— begin RAW RECORDS —

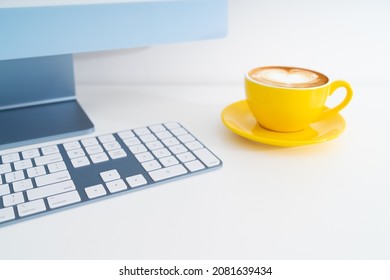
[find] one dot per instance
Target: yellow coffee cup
(288, 99)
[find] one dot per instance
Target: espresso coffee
(289, 77)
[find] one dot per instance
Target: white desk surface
(325, 201)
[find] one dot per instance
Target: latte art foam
(288, 77)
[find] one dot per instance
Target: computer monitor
(37, 39)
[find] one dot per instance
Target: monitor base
(29, 125)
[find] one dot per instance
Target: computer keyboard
(42, 180)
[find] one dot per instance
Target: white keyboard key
(57, 166)
(194, 145)
(154, 145)
(138, 149)
(14, 176)
(100, 157)
(43, 160)
(89, 142)
(141, 131)
(111, 146)
(171, 141)
(126, 134)
(5, 168)
(136, 180)
(148, 138)
(36, 171)
(163, 135)
(186, 138)
(75, 153)
(110, 175)
(172, 125)
(207, 157)
(50, 150)
(117, 153)
(169, 161)
(31, 207)
(30, 153)
(106, 138)
(160, 153)
(116, 186)
(178, 149)
(13, 199)
(49, 190)
(131, 141)
(157, 128)
(63, 199)
(142, 157)
(186, 157)
(4, 189)
(10, 157)
(22, 185)
(80, 162)
(95, 191)
(168, 172)
(52, 178)
(23, 164)
(72, 145)
(95, 149)
(179, 131)
(7, 214)
(194, 165)
(151, 165)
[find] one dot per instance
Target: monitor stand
(38, 101)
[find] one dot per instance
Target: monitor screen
(38, 39)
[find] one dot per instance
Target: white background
(344, 39)
(325, 201)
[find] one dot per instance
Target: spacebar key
(166, 173)
(63, 199)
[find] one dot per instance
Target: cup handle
(333, 87)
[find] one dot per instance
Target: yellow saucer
(239, 119)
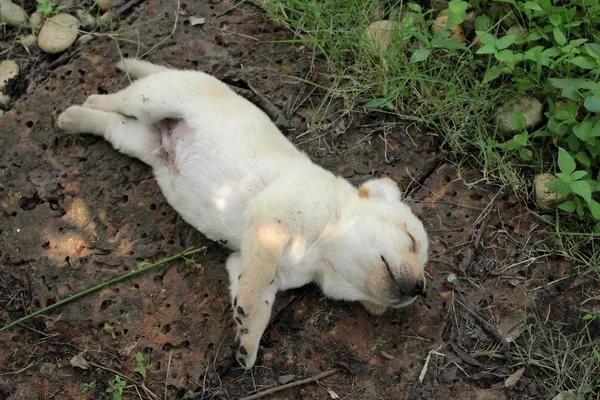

— end RAW RECORDS —

WHAT YOU ARE ASKED TO DO -
Collect every line of the material above that contains the word "white".

TASK ANSWER -
Target: white desk surface
Target: white keyboard key
Target: white background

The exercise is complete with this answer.